Задание 1: При каком условии, согласно исходному тексту, может спастись всякий богач?

Исходный текст:

>>

Такое христианство равно враждебно как доктринерскому аскетизму гностиков, так и моральной распущенности, которой предаются иные его представители, и поэтому противоположно поверхностному, внешнему христианству. Противоположно потому, что христианство истинного христианина внутри его души, оно может быть внутри любой формы человеческой жизни, если только соответствует разуму. В книге «Кто из богатых спасется?» («Quis dives salvetur?») Климент показал, что всякий богач может спастись, если его богатство — не хозяин его души, а орудие, которым он пользуется в благих целях. Греческая мудрость? Несомненно. Но в еще большей степени мудрость христианская. Даже когда поведение христианина подобно поведению греческого мудреца, у него другие мотивы. Следовательно, это другая мудрость. Дух христианской морали — в удалении от мира ради любви к Богу. Христианство внушает своим беднякам, что они так же богаты, как самые богатые, а своим богачам — что они так же бедны, как самые бедные; сугубо христианская мораль умеренности Климента отражает глубокое убеждение в том, что внешний характер наших поступков не является последним критерием их моральности.

<<

Задание 2: Выведите без изменений строки из листинга ниже. Начните со строки, где есть «You are given a photograph. Could you point to the mattress», и остановитесь после последней строки листинга.

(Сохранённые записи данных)

>>

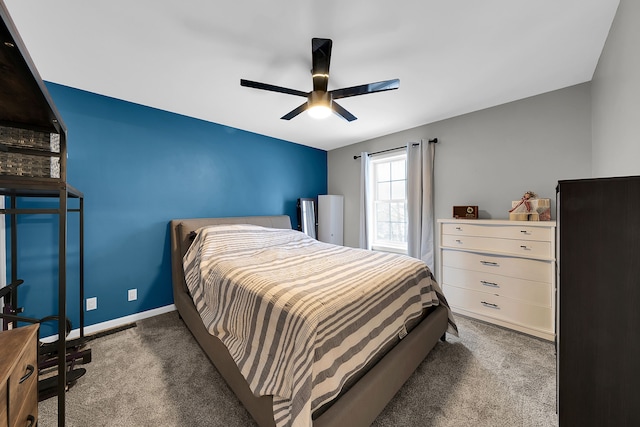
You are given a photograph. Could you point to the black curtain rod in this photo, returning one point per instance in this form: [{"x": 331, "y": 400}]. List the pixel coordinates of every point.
[{"x": 433, "y": 140}]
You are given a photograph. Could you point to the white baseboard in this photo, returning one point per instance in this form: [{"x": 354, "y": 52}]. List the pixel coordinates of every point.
[{"x": 110, "y": 324}]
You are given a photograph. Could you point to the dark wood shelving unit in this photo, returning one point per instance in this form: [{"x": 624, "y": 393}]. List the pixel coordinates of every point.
[{"x": 25, "y": 105}]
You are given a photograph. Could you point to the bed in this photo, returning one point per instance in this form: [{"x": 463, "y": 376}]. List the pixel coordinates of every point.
[{"x": 367, "y": 393}]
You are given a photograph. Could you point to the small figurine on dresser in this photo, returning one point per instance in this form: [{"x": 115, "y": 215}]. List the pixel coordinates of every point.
[{"x": 530, "y": 208}]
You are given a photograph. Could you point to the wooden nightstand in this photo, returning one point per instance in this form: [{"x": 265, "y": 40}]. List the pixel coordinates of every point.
[{"x": 19, "y": 377}]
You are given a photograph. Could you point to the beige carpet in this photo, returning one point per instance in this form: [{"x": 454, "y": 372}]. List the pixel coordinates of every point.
[{"x": 156, "y": 375}]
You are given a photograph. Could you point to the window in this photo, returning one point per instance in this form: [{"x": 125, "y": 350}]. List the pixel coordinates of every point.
[{"x": 388, "y": 178}]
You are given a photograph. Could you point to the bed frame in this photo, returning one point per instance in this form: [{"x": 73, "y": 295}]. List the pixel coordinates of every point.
[{"x": 362, "y": 403}]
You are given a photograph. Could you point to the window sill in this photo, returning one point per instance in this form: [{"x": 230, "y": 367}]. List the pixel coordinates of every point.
[{"x": 390, "y": 249}]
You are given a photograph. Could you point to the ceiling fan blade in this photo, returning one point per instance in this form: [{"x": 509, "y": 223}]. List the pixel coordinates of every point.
[
  {"x": 272, "y": 88},
  {"x": 320, "y": 59},
  {"x": 364, "y": 89},
  {"x": 291, "y": 114},
  {"x": 342, "y": 112}
]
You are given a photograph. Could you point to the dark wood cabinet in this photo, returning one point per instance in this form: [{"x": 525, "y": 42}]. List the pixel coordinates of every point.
[{"x": 599, "y": 302}]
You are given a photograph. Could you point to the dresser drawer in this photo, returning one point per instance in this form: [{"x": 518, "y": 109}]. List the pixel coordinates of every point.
[
  {"x": 520, "y": 232},
  {"x": 23, "y": 387},
  {"x": 528, "y": 269},
  {"x": 536, "y": 293},
  {"x": 502, "y": 308},
  {"x": 525, "y": 248}
]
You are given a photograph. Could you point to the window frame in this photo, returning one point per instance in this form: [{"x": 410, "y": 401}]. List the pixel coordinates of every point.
[{"x": 381, "y": 244}]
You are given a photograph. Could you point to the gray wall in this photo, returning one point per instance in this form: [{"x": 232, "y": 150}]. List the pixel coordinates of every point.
[
  {"x": 489, "y": 157},
  {"x": 616, "y": 97}
]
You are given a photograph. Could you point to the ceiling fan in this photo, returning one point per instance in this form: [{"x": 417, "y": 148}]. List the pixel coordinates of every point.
[{"x": 320, "y": 101}]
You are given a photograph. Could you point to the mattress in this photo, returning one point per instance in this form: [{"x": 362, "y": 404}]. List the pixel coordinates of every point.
[{"x": 301, "y": 317}]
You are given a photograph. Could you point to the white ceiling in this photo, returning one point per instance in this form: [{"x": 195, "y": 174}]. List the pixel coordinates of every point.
[{"x": 188, "y": 56}]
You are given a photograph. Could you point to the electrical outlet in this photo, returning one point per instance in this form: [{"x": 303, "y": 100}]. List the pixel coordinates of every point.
[{"x": 92, "y": 303}]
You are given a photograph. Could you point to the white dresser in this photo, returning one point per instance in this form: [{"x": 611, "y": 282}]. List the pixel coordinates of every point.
[{"x": 501, "y": 271}]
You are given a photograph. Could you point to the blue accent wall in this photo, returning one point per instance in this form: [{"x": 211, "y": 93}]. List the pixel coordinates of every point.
[{"x": 138, "y": 168}]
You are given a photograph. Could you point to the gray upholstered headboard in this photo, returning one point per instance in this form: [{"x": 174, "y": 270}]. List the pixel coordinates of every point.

<<

Готовый ответ 1: Если его богатство не хозяин его души, а орудие, которым он пользуется в благих целях.

Готовый ответ 2:
You are given a photograph. Could you point to the mattress in this photo, returning one point per instance in this form: [{"x": 362, "y": 404}]. List the pixel coordinates of every point.
[{"x": 301, "y": 317}]
You are given a photograph. Could you point to the white ceiling in this photo, returning one point per instance in this form: [{"x": 195, "y": 174}]. List the pixel coordinates of every point.
[{"x": 188, "y": 56}]
You are given a photograph. Could you point to the electrical outlet in this photo, returning one point per instance in this form: [{"x": 303, "y": 100}]. List the pixel coordinates of every point.
[{"x": 92, "y": 303}]
You are given a photograph. Could you point to the white dresser in this photo, returning one point per instance in this form: [{"x": 611, "y": 282}]. List the pixel coordinates of every point.
[{"x": 501, "y": 271}]
You are given a photograph. Could you point to the blue accent wall in this photo, returning one point per instance in this form: [{"x": 211, "y": 93}]. List the pixel coordinates of every point.
[{"x": 138, "y": 168}]
You are given a photograph. Could you point to the gray upholstered headboard in this photo, returning one point per instance in this form: [{"x": 174, "y": 270}]. List the pixel coordinates of every point.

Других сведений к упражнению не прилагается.